Provided material:
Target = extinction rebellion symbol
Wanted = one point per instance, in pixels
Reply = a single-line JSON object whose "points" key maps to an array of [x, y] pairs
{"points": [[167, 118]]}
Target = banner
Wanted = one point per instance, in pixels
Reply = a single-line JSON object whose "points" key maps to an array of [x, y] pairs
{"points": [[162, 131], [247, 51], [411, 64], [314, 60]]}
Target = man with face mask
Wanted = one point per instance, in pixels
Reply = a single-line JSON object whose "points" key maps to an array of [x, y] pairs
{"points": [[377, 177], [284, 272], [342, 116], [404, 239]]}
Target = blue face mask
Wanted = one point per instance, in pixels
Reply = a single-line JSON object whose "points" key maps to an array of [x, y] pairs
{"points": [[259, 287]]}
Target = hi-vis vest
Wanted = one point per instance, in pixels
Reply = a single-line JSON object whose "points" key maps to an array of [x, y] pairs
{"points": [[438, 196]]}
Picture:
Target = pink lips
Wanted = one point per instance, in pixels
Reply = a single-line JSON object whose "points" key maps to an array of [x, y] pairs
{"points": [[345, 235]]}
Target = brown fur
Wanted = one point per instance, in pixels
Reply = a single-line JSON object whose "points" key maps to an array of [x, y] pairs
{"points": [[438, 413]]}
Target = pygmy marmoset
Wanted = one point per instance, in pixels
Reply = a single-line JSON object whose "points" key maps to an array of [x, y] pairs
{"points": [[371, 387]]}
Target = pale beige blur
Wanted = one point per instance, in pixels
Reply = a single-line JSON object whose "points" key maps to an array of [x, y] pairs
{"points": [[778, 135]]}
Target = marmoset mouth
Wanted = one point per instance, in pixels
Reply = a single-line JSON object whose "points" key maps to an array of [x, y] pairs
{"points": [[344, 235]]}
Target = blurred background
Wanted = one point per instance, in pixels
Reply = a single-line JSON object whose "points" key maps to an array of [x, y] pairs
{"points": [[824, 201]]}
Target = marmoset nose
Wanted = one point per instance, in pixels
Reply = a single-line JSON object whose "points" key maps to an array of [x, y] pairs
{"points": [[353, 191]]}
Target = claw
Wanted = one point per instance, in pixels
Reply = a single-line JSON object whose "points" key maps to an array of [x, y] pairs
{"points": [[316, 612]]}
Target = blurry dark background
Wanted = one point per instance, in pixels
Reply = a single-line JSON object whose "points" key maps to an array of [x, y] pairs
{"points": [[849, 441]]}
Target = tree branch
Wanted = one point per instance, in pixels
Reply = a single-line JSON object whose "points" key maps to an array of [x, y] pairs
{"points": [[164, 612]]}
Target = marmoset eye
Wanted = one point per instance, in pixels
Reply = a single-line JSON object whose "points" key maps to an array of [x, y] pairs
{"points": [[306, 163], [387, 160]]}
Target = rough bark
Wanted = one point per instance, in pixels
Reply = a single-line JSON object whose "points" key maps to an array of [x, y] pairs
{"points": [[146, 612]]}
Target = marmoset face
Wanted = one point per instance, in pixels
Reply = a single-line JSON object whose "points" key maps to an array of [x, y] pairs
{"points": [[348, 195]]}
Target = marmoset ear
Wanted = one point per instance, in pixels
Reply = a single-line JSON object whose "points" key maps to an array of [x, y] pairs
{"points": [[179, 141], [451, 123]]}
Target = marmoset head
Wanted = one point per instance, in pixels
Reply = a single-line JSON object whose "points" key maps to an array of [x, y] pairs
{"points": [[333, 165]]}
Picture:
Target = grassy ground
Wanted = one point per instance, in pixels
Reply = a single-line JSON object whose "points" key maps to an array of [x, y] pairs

Directions: Render every line of the material above as a numbered list, leaving out any blank lines.

Response:
1. Target = extinction rebellion symbol
2. Wanted = one point per instance, in pixels
3. Reply = a single-line JSON object whose "points" key maps to an array of [x, y] pairs
4. {"points": [[167, 118]]}
5. Target = banner
6. Wanted = one point per instance, in pixels
7. Reply = a single-line JSON object whose "points" key maps to an array of [x, y] pairs
8. {"points": [[162, 131], [247, 51], [411, 64], [314, 60]]}
9. Target = man with face mask
10. Wanted = one point per instance, in pixels
11. Reply = a single-line JSON object whose "points" key maps to an array of [x, y] pairs
12. {"points": [[377, 177], [284, 272], [342, 116], [404, 239]]}
13. Target = blue face mask
14. Wanted = one point per instance, in pixels
15. Reply = a single-line JSON object whose "points" key maps to an array of [x, y] pairs
16. {"points": [[259, 287]]}
17. Target = hi-vis vest
18. Wanted = one point per instance, in pixels
19. Reply = a single-line JSON object whose "points" key maps to an array of [x, y] pairs
20. {"points": [[438, 196]]}
21. Picture:
22. Target = pink lips
23. Wanted = one point per instance, in pixels
24. Reply = a single-line JSON object whose "points" key maps to an array of [x, y] pairs
25. {"points": [[345, 235]]}
26. Target = brown fur
27. Wanted = one point per instance, in pixels
28. Reply = a single-line JSON object whose "points" key maps to an array of [x, y] pairs
29. {"points": [[438, 413]]}
30. Target = pygmy marmoset
31. Wanted = one point per instance, in pixels
32. Reply = a single-line JSON object whose "points" key maps to an array of [x, y] pairs
33. {"points": [[371, 387]]}
34. Target = pale beige blur
35. Wanted = one point per instance, in pixels
36. Reply = a single-line JSON object whose "points" key maps to an array of [x, y] pairs
37. {"points": [[778, 135]]}
38. Target = marmoset mouth
39. Wanted = one point per instance, in pixels
40. Reply = a single-line JSON object whose "points" key maps to an array of [x, y] pairs
41. {"points": [[344, 235]]}
42. Target = blurred background
43. Wanted = one point per instance, in pixels
44. Reply = a single-line JSON object whose "points" key maps to an array of [x, y] pairs
45. {"points": [[824, 201]]}
46. Target = marmoset nose
47. Wanted = one point per instance, in pixels
48. Reply = a single-line JSON object whose "points" key maps to an array of [x, y] pairs
49. {"points": [[353, 191]]}
50. Target = claw
51. Wanted = one point per instance, in pixels
52. Reply = a single-line JSON object whose "points" key maps to an array of [x, y] pairs
53. {"points": [[316, 612]]}
54. Target = blurry dark background
55. Wanted = one point per instance, in pixels
56. Reply = a single-line JSON object whose "points" key maps to an array of [x, y] pairs
57. {"points": [[849, 441]]}
58. Target = tree branch
59. Wanted = one point per instance, in pixels
60. Reply = a single-line JSON object whose "points" key maps to an array of [x, y] pairs
61. {"points": [[164, 612]]}
62. Target = marmoset eye
63. Wanted = one point per instance, in pixels
64. Reply = a single-line JSON object whose "points" key maps to an array of [x, y] pairs
65. {"points": [[306, 163], [387, 160]]}
66. Target = rough bark
67. Wanted = one point per instance, in pixels
68. Reply = a single-line JSON object whose "points" key maps to an array of [x, y] pairs
69. {"points": [[146, 612]]}
70. Target = marmoset face
71. Wanted = one point per instance, in pixels
72. Reply = a single-line JSON object whose "points" key maps to an array of [x, y] pairs
73. {"points": [[348, 195]]}
74. Target = marmoset ear
75. Wanted = one point per instance, in pixels
76. Reply = a single-line JSON object whose "points" key maps to an array of [x, y] pairs
77. {"points": [[179, 141], [451, 123]]}
78. Target = marmoset head
79. Wanted = one point per instance, in pixels
80. Reply = a single-line JSON object whose "points" key maps to an array of [x, y] pairs
81. {"points": [[333, 165]]}
82. Picture:
83. Target = grassy ground
84. Wanted = one point per instance, in pixels
85. Reply = a single-line JSON object whose "points" key maps to an array of [x, y] pairs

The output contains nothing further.